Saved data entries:

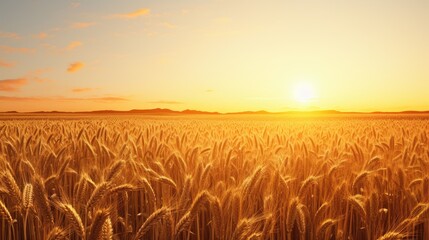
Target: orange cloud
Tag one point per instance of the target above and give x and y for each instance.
(165, 102)
(6, 64)
(73, 45)
(7, 49)
(9, 35)
(79, 90)
(75, 67)
(80, 25)
(41, 35)
(75, 4)
(137, 13)
(62, 99)
(12, 85)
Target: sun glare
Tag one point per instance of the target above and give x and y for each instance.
(304, 93)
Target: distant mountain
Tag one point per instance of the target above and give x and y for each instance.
(166, 111)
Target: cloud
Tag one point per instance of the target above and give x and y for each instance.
(79, 90)
(137, 13)
(60, 99)
(75, 4)
(75, 67)
(9, 35)
(165, 102)
(7, 49)
(12, 85)
(41, 35)
(80, 25)
(73, 45)
(6, 64)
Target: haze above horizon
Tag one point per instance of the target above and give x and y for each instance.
(216, 55)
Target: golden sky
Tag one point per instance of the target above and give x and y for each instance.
(214, 55)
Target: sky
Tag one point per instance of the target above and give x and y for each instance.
(214, 55)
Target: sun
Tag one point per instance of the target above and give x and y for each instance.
(303, 93)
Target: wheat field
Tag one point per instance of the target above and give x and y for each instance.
(214, 178)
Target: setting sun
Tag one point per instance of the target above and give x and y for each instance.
(214, 120)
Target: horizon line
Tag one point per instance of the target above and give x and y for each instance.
(163, 111)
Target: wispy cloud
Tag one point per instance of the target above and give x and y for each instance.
(12, 85)
(80, 90)
(80, 25)
(61, 99)
(6, 64)
(8, 49)
(75, 4)
(41, 35)
(75, 67)
(73, 45)
(134, 14)
(165, 102)
(10, 35)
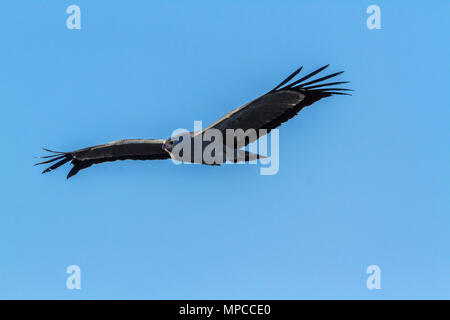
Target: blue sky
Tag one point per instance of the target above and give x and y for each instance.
(363, 180)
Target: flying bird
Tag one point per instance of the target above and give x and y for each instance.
(262, 114)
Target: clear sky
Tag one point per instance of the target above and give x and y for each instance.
(363, 180)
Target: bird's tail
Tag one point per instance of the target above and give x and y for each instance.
(60, 157)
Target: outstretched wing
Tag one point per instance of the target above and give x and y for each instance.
(277, 106)
(134, 149)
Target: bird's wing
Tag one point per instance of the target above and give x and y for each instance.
(134, 149)
(277, 106)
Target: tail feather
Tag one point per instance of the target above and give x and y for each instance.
(63, 158)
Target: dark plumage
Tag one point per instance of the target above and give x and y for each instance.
(266, 112)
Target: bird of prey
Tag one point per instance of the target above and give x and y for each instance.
(262, 114)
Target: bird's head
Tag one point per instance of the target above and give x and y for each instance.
(172, 142)
(168, 145)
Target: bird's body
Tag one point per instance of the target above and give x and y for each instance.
(248, 122)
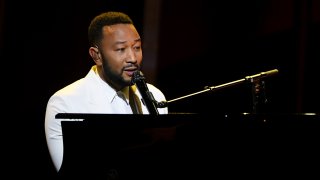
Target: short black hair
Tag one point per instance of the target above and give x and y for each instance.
(105, 19)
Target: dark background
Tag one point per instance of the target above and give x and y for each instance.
(200, 43)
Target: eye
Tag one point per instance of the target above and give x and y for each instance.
(137, 48)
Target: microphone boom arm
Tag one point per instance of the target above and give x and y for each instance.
(252, 78)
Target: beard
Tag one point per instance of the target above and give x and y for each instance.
(115, 79)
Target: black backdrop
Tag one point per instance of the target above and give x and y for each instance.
(44, 47)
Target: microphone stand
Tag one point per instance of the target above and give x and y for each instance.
(257, 88)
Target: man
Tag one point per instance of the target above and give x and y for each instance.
(117, 52)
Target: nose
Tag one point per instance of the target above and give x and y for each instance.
(132, 56)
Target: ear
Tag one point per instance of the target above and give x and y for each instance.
(95, 55)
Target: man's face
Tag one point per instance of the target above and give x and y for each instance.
(121, 54)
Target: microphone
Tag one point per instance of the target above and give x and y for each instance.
(147, 98)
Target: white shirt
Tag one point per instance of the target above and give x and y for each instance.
(87, 95)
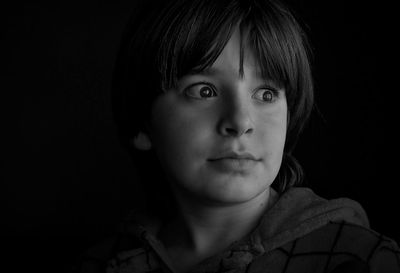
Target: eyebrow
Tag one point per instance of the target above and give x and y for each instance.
(205, 72)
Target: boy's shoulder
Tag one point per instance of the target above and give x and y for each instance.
(334, 247)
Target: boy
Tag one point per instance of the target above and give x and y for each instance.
(210, 97)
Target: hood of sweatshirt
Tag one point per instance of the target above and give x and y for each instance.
(294, 214)
(300, 211)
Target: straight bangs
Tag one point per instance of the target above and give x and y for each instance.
(193, 40)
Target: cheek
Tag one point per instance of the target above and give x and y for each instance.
(180, 132)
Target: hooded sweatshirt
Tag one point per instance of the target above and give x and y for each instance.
(301, 232)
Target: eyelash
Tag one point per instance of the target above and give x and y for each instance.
(275, 92)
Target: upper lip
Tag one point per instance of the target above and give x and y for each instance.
(234, 155)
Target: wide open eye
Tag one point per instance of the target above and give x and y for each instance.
(266, 95)
(200, 91)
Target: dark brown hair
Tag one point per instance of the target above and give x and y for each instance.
(166, 39)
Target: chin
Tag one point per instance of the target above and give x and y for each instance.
(235, 193)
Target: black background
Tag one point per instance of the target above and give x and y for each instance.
(65, 180)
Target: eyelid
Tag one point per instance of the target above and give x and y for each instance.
(274, 90)
(187, 88)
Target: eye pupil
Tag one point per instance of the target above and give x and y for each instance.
(205, 92)
(267, 96)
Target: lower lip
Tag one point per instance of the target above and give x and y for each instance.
(233, 164)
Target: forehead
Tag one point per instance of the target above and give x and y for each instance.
(236, 59)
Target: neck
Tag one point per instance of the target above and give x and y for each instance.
(204, 229)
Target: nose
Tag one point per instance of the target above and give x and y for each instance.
(236, 118)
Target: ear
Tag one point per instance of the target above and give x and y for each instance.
(141, 142)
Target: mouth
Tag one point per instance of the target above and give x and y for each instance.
(235, 156)
(229, 162)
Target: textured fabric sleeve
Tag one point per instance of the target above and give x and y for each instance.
(385, 257)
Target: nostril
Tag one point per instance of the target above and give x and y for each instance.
(231, 131)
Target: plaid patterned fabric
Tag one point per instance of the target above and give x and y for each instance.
(304, 233)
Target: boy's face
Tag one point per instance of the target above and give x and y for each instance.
(220, 136)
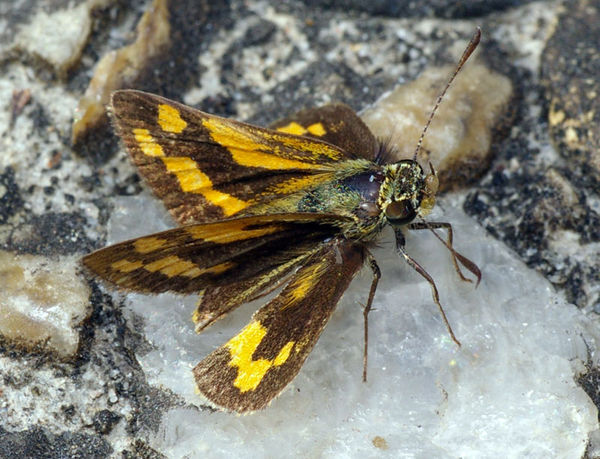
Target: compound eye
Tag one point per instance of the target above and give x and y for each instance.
(400, 212)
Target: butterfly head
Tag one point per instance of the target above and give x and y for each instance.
(408, 192)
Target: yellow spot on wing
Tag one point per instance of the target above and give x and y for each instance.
(170, 119)
(172, 266)
(148, 244)
(253, 158)
(316, 129)
(255, 148)
(292, 128)
(231, 231)
(147, 143)
(242, 347)
(126, 266)
(193, 180)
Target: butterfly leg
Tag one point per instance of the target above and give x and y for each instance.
(376, 276)
(400, 242)
(456, 257)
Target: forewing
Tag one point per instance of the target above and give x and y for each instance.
(336, 124)
(194, 257)
(253, 367)
(205, 167)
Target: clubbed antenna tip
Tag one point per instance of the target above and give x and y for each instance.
(466, 53)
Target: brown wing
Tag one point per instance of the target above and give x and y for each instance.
(336, 124)
(253, 367)
(205, 167)
(194, 257)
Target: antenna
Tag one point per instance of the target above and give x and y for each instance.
(466, 53)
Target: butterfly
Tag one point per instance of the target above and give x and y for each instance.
(293, 207)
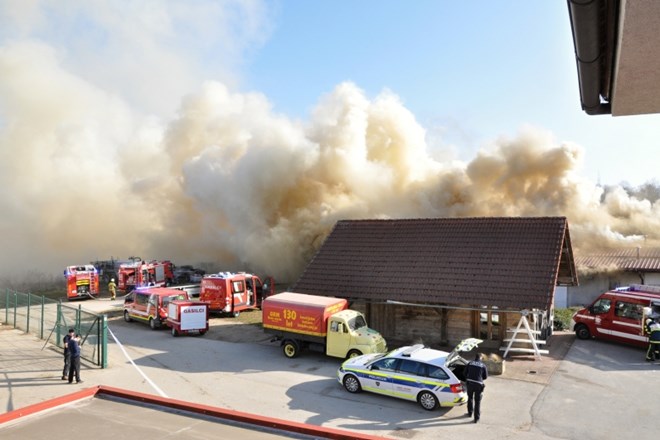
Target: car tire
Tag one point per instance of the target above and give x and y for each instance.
(352, 384)
(291, 349)
(582, 332)
(427, 400)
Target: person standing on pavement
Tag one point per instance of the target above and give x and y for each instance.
(475, 374)
(653, 330)
(67, 355)
(112, 287)
(74, 353)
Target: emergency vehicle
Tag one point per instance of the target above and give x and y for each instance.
(228, 292)
(141, 273)
(81, 281)
(618, 315)
(188, 317)
(150, 304)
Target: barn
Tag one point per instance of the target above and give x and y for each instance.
(437, 281)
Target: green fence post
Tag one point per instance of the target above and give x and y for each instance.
(15, 307)
(27, 324)
(104, 343)
(41, 320)
(57, 322)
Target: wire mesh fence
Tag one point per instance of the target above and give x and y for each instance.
(51, 320)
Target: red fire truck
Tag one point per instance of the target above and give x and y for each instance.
(232, 293)
(142, 273)
(81, 281)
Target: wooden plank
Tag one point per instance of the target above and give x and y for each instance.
(526, 341)
(525, 350)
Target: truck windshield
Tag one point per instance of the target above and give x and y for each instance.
(357, 322)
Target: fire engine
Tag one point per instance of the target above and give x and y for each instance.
(142, 273)
(232, 293)
(81, 281)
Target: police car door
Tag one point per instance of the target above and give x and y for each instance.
(407, 383)
(378, 377)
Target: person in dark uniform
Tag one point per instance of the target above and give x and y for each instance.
(67, 356)
(652, 328)
(74, 352)
(475, 374)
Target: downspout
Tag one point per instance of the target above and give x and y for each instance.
(593, 23)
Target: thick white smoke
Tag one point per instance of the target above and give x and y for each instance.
(86, 173)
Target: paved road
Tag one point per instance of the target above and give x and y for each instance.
(597, 392)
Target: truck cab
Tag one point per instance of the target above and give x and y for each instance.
(348, 335)
(618, 315)
(150, 305)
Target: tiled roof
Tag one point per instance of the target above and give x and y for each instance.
(637, 259)
(504, 262)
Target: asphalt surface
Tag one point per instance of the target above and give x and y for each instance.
(583, 389)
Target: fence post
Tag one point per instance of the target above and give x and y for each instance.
(27, 324)
(57, 322)
(104, 338)
(41, 320)
(15, 307)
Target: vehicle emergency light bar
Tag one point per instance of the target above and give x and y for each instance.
(409, 351)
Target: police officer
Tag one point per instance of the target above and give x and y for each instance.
(112, 287)
(475, 374)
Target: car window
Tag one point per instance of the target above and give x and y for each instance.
(628, 310)
(387, 364)
(601, 306)
(409, 367)
(435, 372)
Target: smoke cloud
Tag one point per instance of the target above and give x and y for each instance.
(92, 168)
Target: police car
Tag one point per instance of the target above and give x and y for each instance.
(430, 377)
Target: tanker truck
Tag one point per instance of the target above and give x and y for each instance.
(318, 323)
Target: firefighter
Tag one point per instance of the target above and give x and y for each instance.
(112, 287)
(653, 330)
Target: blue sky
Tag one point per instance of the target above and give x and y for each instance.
(469, 71)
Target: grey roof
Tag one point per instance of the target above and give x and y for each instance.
(511, 262)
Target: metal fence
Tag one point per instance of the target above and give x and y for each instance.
(50, 320)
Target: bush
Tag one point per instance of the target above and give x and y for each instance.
(563, 318)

• [YOUR ASSIGNMENT]
Which lines in the records above contain the word "bird"? Copy each one.

• [RESPONSE AREA]
Target: flying bird
Target: bird's tail
Target: bird's wing
Target: bird of prey
Target: bird's head
Target: bird's body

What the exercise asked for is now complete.